**PROBLEMS TO WORK ON:**
1. In the article on the Louisiana abortion bill, what city is state Rep. Katrina Jackson from?
2. Pick up the article on the Louisiana abortion bill after its last sentence and keep it going.

**DOCUMENT EXTRACT:**
++++++++

Maybe that’s why state Rep. Katrina Jackson of Monroe has had such an easy go at passing her bill to restrict access to abortion services in Louisiana.
While opponents of her bill trekked to the Capitol to speak out against it, the term “full force” doesn’t exactly describe their efforts. Those who showed up when Jackson’s bill sailed through the House Health and Welfare Committee in mid-March reportedly offered conflicting testimony and differing sets of facts. The disorganized front wasn’t helped when opponents squabbled openly and noisily with the committee chair. In the end, not a single committee member, not even one of the panel’s nine Democrats, voted against the bill.
There was a time when abortion rights advocates could pack a committee room and make a lot of noise. Today, the odds are stacked against them, thanks to a political environment that makes many Democrats vote like Republicans amid the growing influence of faith-based groups like the Louisiana Family Forum.

++++++++

**DATA EXCERPT:**
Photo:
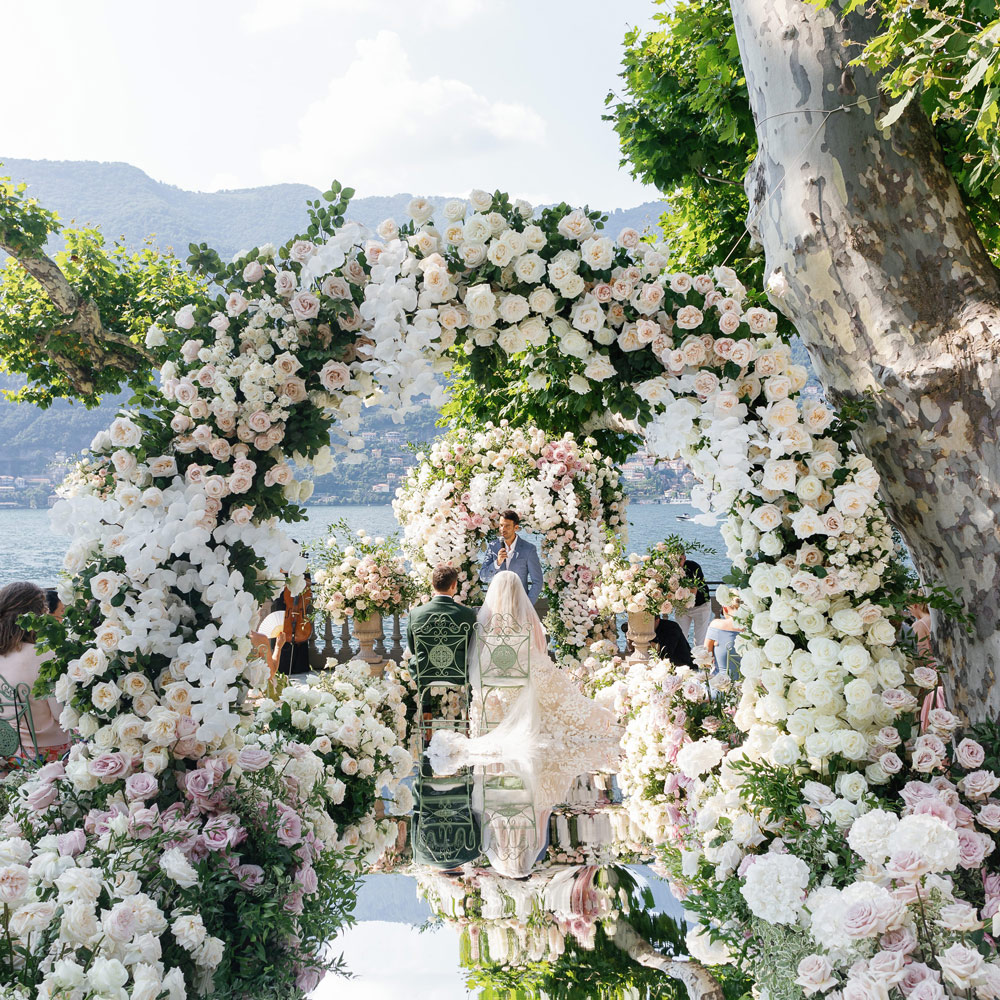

++++++++

**LIST OF ANSWERS:**
1. Monroe

2.
When Jackson’s HB 388 was debated on the House floor last week, the vote was 85-6 in favor, with no exchanges whatsoever. Maybe a few dirty looks here and there, but no pointed questions or heated debate. Fourteen lawmakers took a walk when the votes were cast. Of those marked absent, 10 were Democrats. While some may have needed a bathroom break or had other pressing business, it’s difficult these days to imagine a Democrat who lives in a conservative-leaning district or who harbors a desire to run for higher office being eager to cast a vote against restricting access to abortions.
Even before the legislative debate started in earnest, Jackson’s bill was making national headlines for its similarity to a bill passed not long ago by Texas lawmakers. That Lone Star law has resulted in the closing of facilities there, but Jackson’s bill isn’t exactly a duplicate measure. Admittedly, it’s close. The Texas version has some language about the stage at which a fetus can live outside the womb, which the bill being considered by the Louisiana Legislature doesn’t mention.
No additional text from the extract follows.